↓↓↓

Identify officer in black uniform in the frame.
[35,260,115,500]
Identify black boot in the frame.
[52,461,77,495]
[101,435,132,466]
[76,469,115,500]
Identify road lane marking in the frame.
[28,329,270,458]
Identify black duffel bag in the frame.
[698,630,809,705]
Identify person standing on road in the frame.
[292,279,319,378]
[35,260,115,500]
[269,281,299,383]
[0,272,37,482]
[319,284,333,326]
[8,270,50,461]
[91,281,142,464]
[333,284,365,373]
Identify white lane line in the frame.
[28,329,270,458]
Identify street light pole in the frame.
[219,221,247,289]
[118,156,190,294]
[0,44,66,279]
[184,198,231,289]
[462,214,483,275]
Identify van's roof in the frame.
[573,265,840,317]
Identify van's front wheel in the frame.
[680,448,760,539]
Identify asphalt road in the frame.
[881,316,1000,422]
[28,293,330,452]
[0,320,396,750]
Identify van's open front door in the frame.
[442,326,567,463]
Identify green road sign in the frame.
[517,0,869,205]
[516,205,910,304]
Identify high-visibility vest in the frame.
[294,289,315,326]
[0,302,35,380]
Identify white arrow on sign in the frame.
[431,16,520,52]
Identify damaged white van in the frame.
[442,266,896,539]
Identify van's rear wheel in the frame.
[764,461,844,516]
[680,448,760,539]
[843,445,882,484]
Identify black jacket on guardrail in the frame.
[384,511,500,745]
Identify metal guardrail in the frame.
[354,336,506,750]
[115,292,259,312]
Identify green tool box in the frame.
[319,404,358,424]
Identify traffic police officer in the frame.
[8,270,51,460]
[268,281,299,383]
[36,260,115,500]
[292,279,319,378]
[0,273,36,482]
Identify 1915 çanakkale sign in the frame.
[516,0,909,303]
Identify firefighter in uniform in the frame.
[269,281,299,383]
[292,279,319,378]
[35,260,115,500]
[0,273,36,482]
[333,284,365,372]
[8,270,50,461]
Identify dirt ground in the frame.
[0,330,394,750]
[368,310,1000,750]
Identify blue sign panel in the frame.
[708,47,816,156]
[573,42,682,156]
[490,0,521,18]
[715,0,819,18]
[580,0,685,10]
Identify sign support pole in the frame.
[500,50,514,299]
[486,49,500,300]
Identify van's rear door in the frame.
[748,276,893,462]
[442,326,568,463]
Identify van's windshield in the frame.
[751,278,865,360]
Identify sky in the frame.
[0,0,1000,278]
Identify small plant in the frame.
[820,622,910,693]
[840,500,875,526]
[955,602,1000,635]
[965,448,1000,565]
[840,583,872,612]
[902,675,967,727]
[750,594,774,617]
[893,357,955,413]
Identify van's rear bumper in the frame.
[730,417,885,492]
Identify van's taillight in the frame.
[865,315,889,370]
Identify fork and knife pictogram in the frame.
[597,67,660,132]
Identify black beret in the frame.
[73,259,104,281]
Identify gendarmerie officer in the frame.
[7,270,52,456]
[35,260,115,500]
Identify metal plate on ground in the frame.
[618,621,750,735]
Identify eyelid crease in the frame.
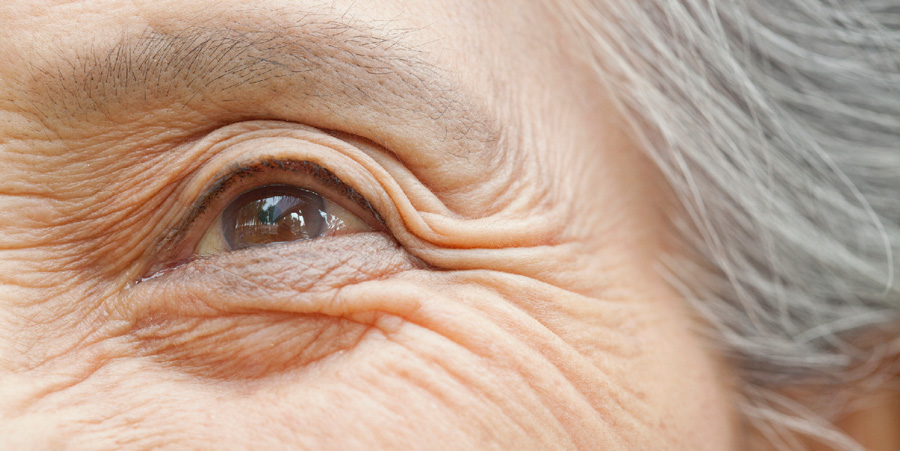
[157,158,386,264]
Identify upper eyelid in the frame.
[157,158,385,258]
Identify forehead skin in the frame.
[0,0,734,450]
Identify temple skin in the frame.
[0,0,740,450]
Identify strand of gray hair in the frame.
[551,0,900,449]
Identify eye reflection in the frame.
[222,185,328,249]
[196,185,372,255]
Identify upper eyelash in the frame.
[158,159,385,258]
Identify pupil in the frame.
[222,185,328,250]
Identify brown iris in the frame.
[222,185,328,250]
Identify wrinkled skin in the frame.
[0,0,737,450]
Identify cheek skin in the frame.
[5,236,732,449]
[0,2,734,450]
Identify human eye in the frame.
[195,184,372,256]
[165,160,383,261]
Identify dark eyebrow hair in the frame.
[24,7,500,157]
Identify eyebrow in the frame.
[26,7,501,159]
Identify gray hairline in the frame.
[550,0,900,449]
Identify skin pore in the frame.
[0,0,738,450]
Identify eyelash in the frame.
[148,159,386,274]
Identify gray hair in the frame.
[552,0,900,449]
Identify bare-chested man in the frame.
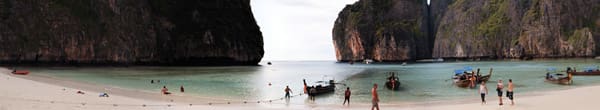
[496,80,504,106]
[506,79,515,105]
[371,84,379,110]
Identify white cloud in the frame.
[251,0,357,61]
[251,0,428,61]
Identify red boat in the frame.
[12,70,29,75]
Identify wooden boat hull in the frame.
[454,80,471,87]
[477,74,492,83]
[306,85,335,96]
[12,70,29,75]
[546,74,573,85]
[385,81,400,90]
[546,78,573,85]
[570,71,600,76]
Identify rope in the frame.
[0,93,310,107]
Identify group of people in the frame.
[479,79,515,106]
[160,85,185,95]
[284,84,379,110]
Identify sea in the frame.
[27,59,600,104]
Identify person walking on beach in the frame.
[342,87,350,106]
[283,86,292,99]
[479,82,488,104]
[371,84,379,110]
[496,80,504,105]
[160,86,171,95]
[506,79,515,105]
[179,85,185,92]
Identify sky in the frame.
[251,0,428,61]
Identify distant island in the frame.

↑↑↑

Can you repeat all of the material above word for word, leaving the pictures out of your answer?

Identify officer in black uniform in the frame.
[35,260,115,500]
Identify black boot in the frame.
[52,461,77,495]
[101,435,132,466]
[76,469,115,500]
Identify road lane marking in the frame.
[28,329,270,458]
Identify black duffel bag in the frame.
[698,630,809,705]
Identify person standing on road in the frame.
[292,279,319,378]
[35,260,115,500]
[269,281,299,383]
[0,272,37,482]
[319,284,333,326]
[8,270,50,461]
[91,281,142,464]
[333,284,365,373]
Identify white lane line in the frame.
[28,329,270,458]
Identify street light pole in the frame.
[219,221,247,289]
[118,156,190,294]
[0,44,66,279]
[184,198,231,289]
[462,214,483,275]
Identify van's roof in the frame.
[573,265,840,317]
Identify van's front wheel in the frame.
[680,448,760,539]
Identify asphalt road in the frame.
[881,316,1000,422]
[28,293,330,452]
[0,320,396,750]
Identify van's open front door in the frame.
[442,326,567,463]
Identify green road sign in the frame.
[517,0,869,205]
[516,205,910,304]
Identify high-visibility vest in the frame.
[294,289,315,326]
[0,302,35,380]
Identify white arrow on sign in the frame.
[431,16,520,52]
Identify damaged white van in the frame.
[442,266,896,539]
Identify van's rear wheel in the frame.
[764,461,844,516]
[680,448,760,539]
[843,445,882,484]
Identify black jacket on guardrail in the frame.
[384,511,500,745]
Identify metal guardrail in the frame.
[354,336,506,750]
[115,292,259,312]
Identify green tool box in the frame.
[319,404,358,424]
Identify traffic police officer in the frame.
[8,270,51,460]
[268,281,299,383]
[36,260,115,500]
[292,279,319,378]
[0,273,36,482]
Identify 1915 çanakkale sign in the frame.
[516,0,909,303]
Identify firefighter in uniform in the frame.
[269,281,299,383]
[292,279,319,378]
[35,260,115,500]
[0,273,36,482]
[333,284,365,372]
[8,270,50,461]
Identify dirt ground in the frame.
[0,330,394,750]
[368,310,1000,750]
Identify blue sign panel in the frame.
[708,47,816,156]
[573,42,682,156]
[490,0,521,18]
[715,0,819,18]
[580,0,685,10]
Identify sign support pole in the frame.
[500,50,514,299]
[486,49,500,300]
Identify van's rear door in the frame.
[748,276,893,462]
[442,326,568,463]
Identify van's windshield in the frame.
[751,278,865,360]
Identify sky in the frame.
[0,0,1000,278]
Identify small plant in the frame.
[820,622,910,693]
[840,500,875,526]
[955,602,1000,635]
[965,448,1000,565]
[840,583,872,612]
[902,675,967,727]
[750,594,774,617]
[893,357,955,413]
Identify van's rear bumper in the frame.
[730,417,885,492]
Identify van's taillight in the frame.
[865,315,889,370]
Identify fork and knife pictogram in the frame.
[597,67,660,132]
Identify black beret in the frame.
[73,259,104,281]
Identify gendarmerie officer in the frame.
[7,270,52,456]
[35,260,115,500]
Identify metal plate on ground in the frame.
[618,621,750,735]
Identify eyelid crease in the frame.
[157,158,386,264]
Identify upper eyelid in the frame.
[157,158,385,258]
Identify forehead skin in the frame.
[0,0,734,450]
Identify temple skin in the frame.
[0,0,740,450]
Identify strand of gray hair in the frame.
[551,0,900,449]
Identify eye reflection in the frame.
[222,185,328,249]
[196,185,372,255]
Identify upper eyelash in the frame.
[158,159,385,258]
Identify pupil in the frame.
[222,185,328,250]
Identify brown iris in the frame.
[222,185,328,250]
Identify wrinkled skin in the frame.
[0,0,737,450]
Identify cheek skin in the frame.
[5,236,732,449]
[0,2,734,450]
Identify human eye in the frame.
[195,184,372,256]
[165,160,383,261]
Identify dark eyebrow hair in the frame.
[24,7,500,157]
Identify eyebrow in the frame.
[26,7,501,159]
Identify gray hairline in the frame.
[550,0,900,449]
Identify skin pore in the frame.
[0,0,738,450]
Identify eyelash in the frame.
[148,159,386,274]
Identify gray hair in the frame.
[552,0,900,449]
Identify bare-chested man in the frame.
[496,80,504,106]
[506,79,515,105]
[371,84,379,110]
Identify white cloud in the frame.
[251,0,357,61]
[251,0,428,61]
Identify red boat in the frame.
[12,70,29,75]
Identify wooden boat hull in the frame.
[454,80,471,87]
[477,74,492,83]
[306,85,335,96]
[12,70,29,75]
[546,74,573,85]
[385,81,400,90]
[546,78,573,85]
[570,71,600,76]
Identify rope in the frame.
[0,93,310,107]
Identify group of people in the frame.
[479,79,515,106]
[160,85,185,95]
[284,84,379,110]
Identify sea in the frame.
[27,59,600,104]
Identify person walking on beach in the frame.
[342,87,350,106]
[283,86,292,99]
[479,82,488,104]
[371,84,379,110]
[496,80,504,105]
[160,86,171,95]
[506,79,515,105]
[179,85,185,92]
Identify sky in the frame.
[251,0,428,61]
Identify distant island in the frame.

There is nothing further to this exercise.